**** EXCERPTED PASSAGE ****

Law’s notes become official tender.—The Mississippi Scheme projected.—Early explorers of Mississippi territory.—Establishment of the West India Company.—Its absorption of depreciated billets d’État.—D’Argenson appointed Chancellor of France, and attempts extinction of National Debt.—Law innocently involved in D’Argenson’s fatal scheme.—Saved from arrest by Regent.—The brothers Paris and an anti-system.
Less than one year’s operations were sufficient to disclose the superior value of Law’s Bank as an institution of national importance. Its remarkable success was not attributable to factitious or ephemeral circumstances, but to the confidence inspired by the soundness of the methods upon which its business was conducted. Law’s powerful grasp of financial principles, and his striking capacity for their practical application, were evidenced in the masterly manner that characterised his management at this period. If anything was wanting to its complete success, it was recognition by the Government of the Bank as the official channel for the national revenues to reach the Treasury. This came before the first year expired. On 10th April, 1717, the Council decreed that the tax collectors should treat Law’s notes as legal tender at their full face value. The effect of this, of course, was to extend the demand for so stable a medium of currency to districts as yet outside the sphere of the Bank’s operations. Law’s position was now one of the first magnitude. So far-reaching was his influence that the industrial welfare of France was bound up to a large extent with his fortunes, and would have been seriously menaced by its withdrawal. The stimulus of his activity was felt throughout the whole country, and secured for him the greatest authority and respect.
Law now considered himself in a position to develop another stage at least of his great scheme for the commercial regeneration of France. Not only was the moment opportune, but the principles he had been advocating in theory had operated so well in practice that he entertained no doubt that certain success would follow his new enterprise. Credit, and especially that phase of credit represented in paper currency, was capable, in his opinion, of unlimited expansion so long, at least, as there was an apparent foundation of security. With an available cash capital of only £75,000 he had been able to float and to give stability of value to 60,000,000 livres, or approximately £4,500,000. Why, therefore, not centralise the whole wealth of France and establish upon it a huge currency of notes, by means of which industrial growth and prosperity would be fostered?
Dominated by this one purpose, he projected his famous Mississippi scheme during the summer of 1717, a scheme which was at once to raise him to the highest pinnacle of fame and to prove his undoing.
LA SALLE,
The French Explorer of the Mississippi territory from 1676 to 1682.
France at this time possessed the vast American territories which are watered by the Mississippi. In 1674, Jolliat, who had been sent by the Count de Fontenac to discover if possible a passage through the Bay of California into the South Sea, came upon the great river, but did not attempt to explore it. This was accomplished by La Salle, one of the greatest French explorers of the American continent. He went out two years after Jolliat, and after many adventures and hardships, succeeded in navigating the Mississippi to its mouth, where he set up the French flag on 9th April, 1682, claiming the whole of the vast territory he had traversed for his native country. On making known his success to Louis XIV., he was furnished by that monarch with three ships and a man-of-war for the purpose of establishing a French colony in the region he had annexed, in order to establish the right of France to the newly-acquired territory. Unfortunately, La Salle was unable to again locate the mouth of the Mississippi, and, after several months of vain wanderings in quest of his destination, he was murdered by some of his followers, who had been exasperated by his ineffectual efforts, and goaded into revolt by his harsh and domineering disposition. D’Iberville, a French Canadian, who took up the task of exploration in succession to La Salle, enjoyed, however, greater success, and erected a French fort at the mouth of the river in 1712.

****

■ TASK DESCRIPTION ■
Could you quote, word for word, the part of the passage on Law's Bank and the Mississippi Scheme that opens with "Law now considered" and closes with "would be fostered?"?

**** DATASET EXTRACT ****

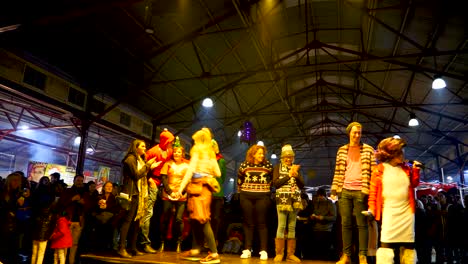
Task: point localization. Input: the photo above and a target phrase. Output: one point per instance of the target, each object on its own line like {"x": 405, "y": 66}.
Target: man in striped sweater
{"x": 354, "y": 164}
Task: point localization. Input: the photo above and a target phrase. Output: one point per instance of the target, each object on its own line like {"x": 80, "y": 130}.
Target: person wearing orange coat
{"x": 392, "y": 201}
{"x": 61, "y": 239}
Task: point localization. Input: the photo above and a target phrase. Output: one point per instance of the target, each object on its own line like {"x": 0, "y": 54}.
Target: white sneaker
{"x": 246, "y": 253}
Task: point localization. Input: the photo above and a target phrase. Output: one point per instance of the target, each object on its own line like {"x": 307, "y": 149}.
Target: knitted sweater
{"x": 288, "y": 189}
{"x": 375, "y": 196}
{"x": 255, "y": 177}
{"x": 367, "y": 164}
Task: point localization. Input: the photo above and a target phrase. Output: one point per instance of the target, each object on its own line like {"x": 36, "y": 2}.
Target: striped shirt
{"x": 367, "y": 164}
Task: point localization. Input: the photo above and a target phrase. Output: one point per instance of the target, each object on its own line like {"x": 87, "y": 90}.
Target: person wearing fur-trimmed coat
{"x": 392, "y": 201}
{"x": 61, "y": 239}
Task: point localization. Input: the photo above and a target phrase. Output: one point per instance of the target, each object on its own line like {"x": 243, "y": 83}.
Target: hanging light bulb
{"x": 438, "y": 83}
{"x": 413, "y": 121}
{"x": 207, "y": 102}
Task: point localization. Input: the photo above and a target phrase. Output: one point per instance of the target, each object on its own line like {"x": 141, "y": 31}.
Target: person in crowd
{"x": 288, "y": 183}
{"x": 75, "y": 201}
{"x": 163, "y": 153}
{"x": 61, "y": 239}
{"x": 322, "y": 218}
{"x": 23, "y": 217}
{"x": 105, "y": 210}
{"x": 57, "y": 184}
{"x": 353, "y": 168}
{"x": 135, "y": 168}
{"x": 200, "y": 183}
{"x": 9, "y": 201}
{"x": 254, "y": 179}
{"x": 43, "y": 202}
{"x": 172, "y": 174}
{"x": 392, "y": 201}
{"x": 217, "y": 204}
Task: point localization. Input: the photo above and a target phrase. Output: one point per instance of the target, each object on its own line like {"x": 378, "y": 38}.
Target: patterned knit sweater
{"x": 255, "y": 177}
{"x": 367, "y": 164}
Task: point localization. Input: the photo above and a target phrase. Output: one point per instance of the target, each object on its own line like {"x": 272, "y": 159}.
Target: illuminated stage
{"x": 172, "y": 257}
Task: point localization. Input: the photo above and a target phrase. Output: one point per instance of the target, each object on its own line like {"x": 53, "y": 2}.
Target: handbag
{"x": 124, "y": 201}
{"x": 195, "y": 187}
{"x": 104, "y": 217}
{"x": 213, "y": 185}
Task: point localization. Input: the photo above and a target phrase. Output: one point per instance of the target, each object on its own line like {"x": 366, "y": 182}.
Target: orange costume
{"x": 375, "y": 194}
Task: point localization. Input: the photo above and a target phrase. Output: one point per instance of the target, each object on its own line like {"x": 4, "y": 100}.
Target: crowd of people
{"x": 372, "y": 214}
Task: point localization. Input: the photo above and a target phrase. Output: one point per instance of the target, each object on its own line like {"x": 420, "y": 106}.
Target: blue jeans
{"x": 351, "y": 204}
{"x": 145, "y": 228}
{"x": 283, "y": 218}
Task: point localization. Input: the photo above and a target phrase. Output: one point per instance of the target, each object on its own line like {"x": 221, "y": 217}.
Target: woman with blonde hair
{"x": 254, "y": 183}
{"x": 202, "y": 169}
{"x": 392, "y": 201}
{"x": 172, "y": 174}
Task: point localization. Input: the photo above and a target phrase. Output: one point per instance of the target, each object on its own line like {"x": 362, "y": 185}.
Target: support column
{"x": 82, "y": 149}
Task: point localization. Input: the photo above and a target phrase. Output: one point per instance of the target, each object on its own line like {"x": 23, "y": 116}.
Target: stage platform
{"x": 172, "y": 257}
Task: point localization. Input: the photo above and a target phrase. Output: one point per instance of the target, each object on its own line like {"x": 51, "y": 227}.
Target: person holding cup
{"x": 288, "y": 183}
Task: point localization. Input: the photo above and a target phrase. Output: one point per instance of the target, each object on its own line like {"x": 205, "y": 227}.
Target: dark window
{"x": 76, "y": 97}
{"x": 34, "y": 78}
{"x": 125, "y": 119}
{"x": 147, "y": 129}
{"x": 97, "y": 106}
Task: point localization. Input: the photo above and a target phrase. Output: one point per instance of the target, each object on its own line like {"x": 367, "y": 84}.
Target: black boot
{"x": 161, "y": 248}
{"x": 178, "y": 249}
{"x": 123, "y": 253}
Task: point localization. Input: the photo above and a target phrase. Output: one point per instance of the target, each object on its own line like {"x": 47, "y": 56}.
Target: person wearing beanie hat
{"x": 254, "y": 184}
{"x": 163, "y": 153}
{"x": 288, "y": 183}
{"x": 286, "y": 150}
{"x": 353, "y": 168}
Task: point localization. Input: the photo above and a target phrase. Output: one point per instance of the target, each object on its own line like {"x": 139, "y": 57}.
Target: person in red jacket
{"x": 392, "y": 201}
{"x": 163, "y": 153}
{"x": 61, "y": 239}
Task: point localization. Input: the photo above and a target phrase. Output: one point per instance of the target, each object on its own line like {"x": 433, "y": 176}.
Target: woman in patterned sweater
{"x": 254, "y": 183}
{"x": 288, "y": 183}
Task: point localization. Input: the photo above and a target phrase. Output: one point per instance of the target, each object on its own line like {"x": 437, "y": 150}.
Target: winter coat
{"x": 61, "y": 237}
{"x": 43, "y": 219}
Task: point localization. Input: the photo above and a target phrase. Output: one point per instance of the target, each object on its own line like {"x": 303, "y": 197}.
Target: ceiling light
{"x": 438, "y": 83}
{"x": 413, "y": 121}
{"x": 207, "y": 102}
{"x": 89, "y": 150}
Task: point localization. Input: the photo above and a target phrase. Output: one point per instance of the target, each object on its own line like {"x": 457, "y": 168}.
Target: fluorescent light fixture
{"x": 207, "y": 102}
{"x": 438, "y": 83}
{"x": 413, "y": 121}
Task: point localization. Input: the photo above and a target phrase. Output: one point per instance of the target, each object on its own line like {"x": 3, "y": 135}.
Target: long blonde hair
{"x": 202, "y": 144}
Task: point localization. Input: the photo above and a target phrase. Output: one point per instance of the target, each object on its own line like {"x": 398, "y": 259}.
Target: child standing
{"x": 61, "y": 239}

****

■ TASK OUTPUT ■
Law now considered himself in a position to develop another stage at least of his great scheme for the commercial regeneration of France. Not only was the moment opportune, but the principles he had been advocating in theory had operated so well in practice that he entertained no doubt that certain success would follow his new enterprise. Credit, and especially that phase of credit represented in paper currency, was capable, in his opinion, of unlimited expansion so long, at least, as there was an apparent foundation of security. With an available cash capital of only £75,000 he had been able to float and to give stability of value to 60,000,000 livres, or approximately £4,500,000. Why, therefore, not centralise the whole wealth of France and establish upon it a huge currency of notes, by means of which industrial growth and prosperity would be fostered?